* [Your objective] All of the entries are to be printed exactly as they appear.

### Provided data ###

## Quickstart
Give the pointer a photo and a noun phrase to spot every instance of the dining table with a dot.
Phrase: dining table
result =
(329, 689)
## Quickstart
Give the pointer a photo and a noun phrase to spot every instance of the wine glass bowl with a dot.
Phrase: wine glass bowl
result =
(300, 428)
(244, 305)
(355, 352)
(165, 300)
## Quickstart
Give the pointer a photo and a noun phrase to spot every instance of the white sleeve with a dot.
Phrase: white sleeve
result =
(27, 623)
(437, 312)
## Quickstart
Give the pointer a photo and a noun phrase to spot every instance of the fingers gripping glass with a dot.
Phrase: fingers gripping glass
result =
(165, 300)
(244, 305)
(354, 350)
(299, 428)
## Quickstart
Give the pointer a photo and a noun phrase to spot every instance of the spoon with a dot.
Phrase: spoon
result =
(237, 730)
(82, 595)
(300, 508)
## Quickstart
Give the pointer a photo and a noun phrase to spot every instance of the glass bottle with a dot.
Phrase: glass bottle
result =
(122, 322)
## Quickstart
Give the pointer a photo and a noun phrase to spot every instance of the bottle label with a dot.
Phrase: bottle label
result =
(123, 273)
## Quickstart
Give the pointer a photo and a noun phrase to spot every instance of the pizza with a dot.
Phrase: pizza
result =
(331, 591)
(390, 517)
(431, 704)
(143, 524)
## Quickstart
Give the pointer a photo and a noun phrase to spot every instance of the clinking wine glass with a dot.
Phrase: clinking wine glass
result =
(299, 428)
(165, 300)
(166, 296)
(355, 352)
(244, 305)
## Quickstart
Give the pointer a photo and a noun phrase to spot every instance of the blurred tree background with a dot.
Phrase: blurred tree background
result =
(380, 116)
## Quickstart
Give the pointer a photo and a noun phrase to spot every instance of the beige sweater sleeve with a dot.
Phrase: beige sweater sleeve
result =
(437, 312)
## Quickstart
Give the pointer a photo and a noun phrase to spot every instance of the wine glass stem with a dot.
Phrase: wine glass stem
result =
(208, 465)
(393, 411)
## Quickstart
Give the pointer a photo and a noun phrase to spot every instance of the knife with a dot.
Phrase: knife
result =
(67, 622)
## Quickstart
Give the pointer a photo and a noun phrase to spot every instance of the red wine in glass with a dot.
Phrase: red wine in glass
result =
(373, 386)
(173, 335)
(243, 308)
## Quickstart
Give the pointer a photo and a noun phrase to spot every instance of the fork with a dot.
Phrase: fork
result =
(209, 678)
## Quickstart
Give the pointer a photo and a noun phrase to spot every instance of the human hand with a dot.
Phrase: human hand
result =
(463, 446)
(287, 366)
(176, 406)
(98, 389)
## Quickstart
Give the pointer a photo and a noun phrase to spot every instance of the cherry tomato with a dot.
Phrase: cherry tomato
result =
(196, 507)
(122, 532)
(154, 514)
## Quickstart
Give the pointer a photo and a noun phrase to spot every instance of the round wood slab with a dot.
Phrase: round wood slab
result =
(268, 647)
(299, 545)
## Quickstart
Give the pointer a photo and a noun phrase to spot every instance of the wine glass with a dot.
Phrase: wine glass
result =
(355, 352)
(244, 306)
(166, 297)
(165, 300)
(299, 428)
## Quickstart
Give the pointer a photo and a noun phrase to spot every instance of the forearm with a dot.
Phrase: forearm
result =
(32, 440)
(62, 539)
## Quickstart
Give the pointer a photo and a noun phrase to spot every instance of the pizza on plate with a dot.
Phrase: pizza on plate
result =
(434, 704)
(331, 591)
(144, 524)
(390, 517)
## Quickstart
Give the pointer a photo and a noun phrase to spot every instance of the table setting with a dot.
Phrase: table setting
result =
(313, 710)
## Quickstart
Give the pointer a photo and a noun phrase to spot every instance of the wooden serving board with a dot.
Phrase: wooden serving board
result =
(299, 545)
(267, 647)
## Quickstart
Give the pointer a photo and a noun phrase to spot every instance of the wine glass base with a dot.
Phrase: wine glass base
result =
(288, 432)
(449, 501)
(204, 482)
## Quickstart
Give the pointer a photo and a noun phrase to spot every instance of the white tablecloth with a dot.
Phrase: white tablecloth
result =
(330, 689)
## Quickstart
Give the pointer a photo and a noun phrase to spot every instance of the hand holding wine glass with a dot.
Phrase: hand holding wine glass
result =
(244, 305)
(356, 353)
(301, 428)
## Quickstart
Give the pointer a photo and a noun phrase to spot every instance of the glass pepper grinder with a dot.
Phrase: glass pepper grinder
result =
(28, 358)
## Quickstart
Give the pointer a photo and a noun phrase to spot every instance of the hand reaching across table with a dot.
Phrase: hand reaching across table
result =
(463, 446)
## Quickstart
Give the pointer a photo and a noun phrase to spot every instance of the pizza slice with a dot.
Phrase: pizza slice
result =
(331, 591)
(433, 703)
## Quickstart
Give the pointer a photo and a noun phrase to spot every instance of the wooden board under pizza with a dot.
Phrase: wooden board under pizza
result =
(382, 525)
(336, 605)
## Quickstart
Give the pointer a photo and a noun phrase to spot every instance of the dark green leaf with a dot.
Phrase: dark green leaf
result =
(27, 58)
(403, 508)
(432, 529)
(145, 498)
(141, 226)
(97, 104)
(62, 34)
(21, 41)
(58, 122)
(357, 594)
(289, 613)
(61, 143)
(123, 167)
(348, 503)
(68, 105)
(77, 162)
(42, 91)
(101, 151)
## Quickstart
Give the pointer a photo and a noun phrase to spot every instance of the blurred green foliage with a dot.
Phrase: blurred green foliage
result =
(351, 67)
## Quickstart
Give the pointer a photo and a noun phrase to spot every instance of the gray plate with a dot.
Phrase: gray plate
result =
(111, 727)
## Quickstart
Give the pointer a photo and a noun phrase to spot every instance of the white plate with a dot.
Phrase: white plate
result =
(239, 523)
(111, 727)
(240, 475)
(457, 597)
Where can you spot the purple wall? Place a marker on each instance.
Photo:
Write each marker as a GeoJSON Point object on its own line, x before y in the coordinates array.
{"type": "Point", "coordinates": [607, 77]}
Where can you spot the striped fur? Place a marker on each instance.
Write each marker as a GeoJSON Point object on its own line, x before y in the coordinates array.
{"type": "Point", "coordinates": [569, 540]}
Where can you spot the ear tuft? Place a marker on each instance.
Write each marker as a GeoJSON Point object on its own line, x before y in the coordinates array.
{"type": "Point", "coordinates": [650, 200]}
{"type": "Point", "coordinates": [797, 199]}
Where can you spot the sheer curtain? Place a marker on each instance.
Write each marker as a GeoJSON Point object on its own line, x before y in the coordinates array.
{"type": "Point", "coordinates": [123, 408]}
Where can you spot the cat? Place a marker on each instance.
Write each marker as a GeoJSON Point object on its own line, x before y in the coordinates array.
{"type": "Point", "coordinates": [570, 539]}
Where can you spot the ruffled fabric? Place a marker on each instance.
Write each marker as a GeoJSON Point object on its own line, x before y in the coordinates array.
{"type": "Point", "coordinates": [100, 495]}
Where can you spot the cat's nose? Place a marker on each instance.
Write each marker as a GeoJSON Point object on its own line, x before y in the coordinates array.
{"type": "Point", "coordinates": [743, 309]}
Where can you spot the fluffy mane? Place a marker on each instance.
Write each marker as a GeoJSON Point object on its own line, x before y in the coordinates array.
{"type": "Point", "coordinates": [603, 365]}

###

* [Exercise answer]
## Quickstart
Give the pointer a photo and a noun phrase to spot every instance of the dining table with a dot.
Phrase: dining table
result =
(329, 689)
## Quickstart
Give the pointer a photo and a noun phrase to spot every instance of the wine glass bowl with a dot.
Phrase: wine glass bowl
result =
(300, 428)
(244, 305)
(355, 352)
(165, 300)
## Quickstart
Give the pointer a photo and a noun phrase to spot every instance of the white sleeve with a dot.
Phrase: white sleeve
result =
(27, 623)
(437, 312)
## Quickstart
Give the pointer a photo and a noun phrase to spot every instance of the fingers gripping glass with a dot.
Phrase: fingers gripping glass
result =
(165, 300)
(244, 305)
(354, 350)
(299, 428)
## Quickstart
Give the pointer a photo and a noun phrase to spot every instance of the spoon with a dot.
Phrase: spoon
result =
(237, 730)
(82, 595)
(300, 508)
## Quickstart
Give the pointer a photo and a noun phrase to spot every instance of the glass bottle with a dot.
Phrase: glass bottle
result =
(122, 322)
## Quickstart
Give the pointer a photo and a noun phrase to spot every instance of the bottle label with a dot.
Phrase: bottle label
result =
(123, 273)
## Quickstart
Give the pointer a photo and a noun phrase to spot every instance of the pizza with a dot.
Phrase: pizza
result =
(331, 591)
(390, 517)
(431, 704)
(143, 524)
## Quickstart
Give the pointer a photo and a noun phrase to spot every instance of the clinking wine glass with a dot.
Phrase: clinking wine glass
result =
(299, 428)
(165, 300)
(166, 296)
(355, 352)
(244, 305)
## Quickstart
Give the pointer a photo and a noun phrase to spot every instance of the blurred tree background with a dot.
Phrase: blurred tree background
result =
(380, 116)
## Quickstart
Give the pointer a photo and a noun phrase to spot every instance of the beige sweater sleeve with a dot.
Phrase: beige sweater sleeve
result =
(437, 312)
## Quickstart
Give the pointer a photo and a noun phrase to spot every instance of the wine glass stem with a dot.
Phrase: wine glass stem
result =
(208, 465)
(393, 411)
## Quickstart
Give the pointer a photo and a noun phrase to spot every instance of the knife with a dot.
Phrase: knife
result =
(67, 622)
## Quickstart
Give the pointer a photo and a noun phrase to spot every instance of the red wine in glass with a dot.
Phrase: red wine in glass
result =
(373, 386)
(173, 335)
(243, 308)
## Quickstart
Give the pointer a photo and a noun phrase to spot every instance of the fork with a dot.
Phrase: fork
result =
(209, 678)
## Quickstart
Give the pointer a photo and a noun phrase to spot every instance of the human hand with a dot.
Phrase: human hand
result =
(463, 446)
(287, 366)
(176, 406)
(98, 389)
## Quickstart
Give the pointer a photo and a noun phrase to spot every instance of the cherry tomato with a dot.
Phrase: cherry tomato
result =
(196, 507)
(122, 532)
(154, 514)
## Quickstart
Give the pointer a photo and a noun phrase to spot every instance of the round wood slab with a dot.
Phrase: round wood slab
result =
(268, 647)
(299, 545)
## Quickstart
Give the pointer a photo and a noun phrase to spot every instance of the wine glass with a dot.
Phrase: wine glass
result =
(355, 352)
(244, 306)
(166, 297)
(165, 300)
(299, 428)
## Quickstart
Give the pointer a photo and a noun phrase to spot every instance of the forearm with a dot.
Phrase: forearm
result =
(32, 440)
(62, 539)
## Quickstart
Give the pointer a photo and a noun phrase to spot every instance of the pizza on plate with a dot.
Phrase: pizza on plate
result =
(434, 704)
(331, 591)
(144, 524)
(390, 517)
## Quickstart
Give the pointer a photo and a noun phrase to spot every instance of the table setting with a dot.
Phrase: table setting
result =
(313, 710)
## Quickstart
Give the pointer a photo and a noun phrase to spot every instance of the wooden serving board with a dot.
Phrase: wooden serving board
result =
(299, 545)
(267, 647)
## Quickstart
Give the pointer a photo and a noun phrase to spot every instance of the wine glass base with a dot.
Phrase: wine glass base
result =
(288, 432)
(449, 501)
(204, 482)
## Quickstart
Give the pointer a photo and a noun phrase to spot every instance of the white tablecloth with a dot.
Phrase: white tablecloth
result =
(330, 689)
## Quickstart
Give the pointer a photo and a noun phrase to spot every instance of the hand holding wine glass with a dot.
Phrase: hand holding wine glass
result =
(244, 305)
(356, 353)
(301, 428)
## Quickstart
Give the pointer a photo and a noun phrase to spot every instance of the glass pepper grinder with a dot.
Phrase: glass pepper grinder
result =
(28, 358)
## Quickstart
Give the pointer a photo and a noun phrase to spot every instance of the hand reaching across table with a dot.
Phrase: hand reaching across table
result =
(463, 446)
## Quickstart
Give the pointer a photo and a noun phrase to spot every instance of the pizza slice with a dot.
Phrase: pizza slice
result =
(331, 591)
(433, 703)
## Quickstart
Give the pointer a photo and a noun phrase to spot every instance of the wooden board under pizza with a dot.
Phrase: wooden board under pizza
result =
(382, 525)
(336, 605)
## Quickstart
Give the pointer a photo and a noun phrase to spot every instance of the dark green leaf with a dot.
Phrase: dark green leaf
result =
(27, 58)
(403, 508)
(432, 529)
(145, 498)
(141, 226)
(97, 104)
(62, 34)
(21, 41)
(58, 122)
(357, 594)
(289, 613)
(61, 143)
(123, 167)
(348, 503)
(68, 105)
(77, 162)
(42, 91)
(101, 151)
## Quickstart
Give the pointer a photo and a noun phrase to spot every instance of the blurred green foliage with a dot.
Phrase: blurred green foliage
result =
(351, 67)
## Quickstart
Give the pointer a photo and a noun phrase to spot every instance of the gray plate with a dot.
Phrase: gray plate
result =
(111, 727)
## Quickstart
Give the pointer a photo and a noun phrase to spot every instance of the white plate with a dot.
Phrase: white plate
result =
(239, 523)
(111, 727)
(240, 475)
(457, 597)
Where can you spot the purple wall? Place a marker on each instance.
Photo:
Write each marker as a GeoJSON Point object on its own line, x before y in the coordinates array.
{"type": "Point", "coordinates": [607, 77]}
Where can you spot the striped fur? Place a marker on each instance.
Write each marker as a GeoJSON Point object on its own line, x before y in the coordinates array.
{"type": "Point", "coordinates": [569, 540]}
Where can you spot the ear tuft? Place a marker on each instance.
Write each marker as a GeoJSON Point object on its own line, x before y in the coordinates array.
{"type": "Point", "coordinates": [650, 200]}
{"type": "Point", "coordinates": [797, 199]}
Where can you spot the sheer curtain? Place a marker on each instance.
Write each marker as a GeoJSON Point object on its own line, x before y in the coordinates array.
{"type": "Point", "coordinates": [123, 408]}
Where can you spot the cat? Place a marker on each instance.
Write each marker as a GeoJSON Point object on its own line, x before y in the coordinates array.
{"type": "Point", "coordinates": [570, 539]}
Where can you spot the ruffled fabric? Place a marker on each instance.
Write each marker as a GeoJSON Point object on its own line, x before y in the coordinates array.
{"type": "Point", "coordinates": [100, 495]}
Where can you spot the cat's nose? Place a marker on each instance.
Write each marker as a GeoJSON Point object on its own line, x before y in the coordinates array.
{"type": "Point", "coordinates": [743, 309]}
Where can you spot the fluffy mane? Place a marker on each instance.
Write each marker as a GeoJSON Point object on its own line, x before y in the coordinates array.
{"type": "Point", "coordinates": [603, 365]}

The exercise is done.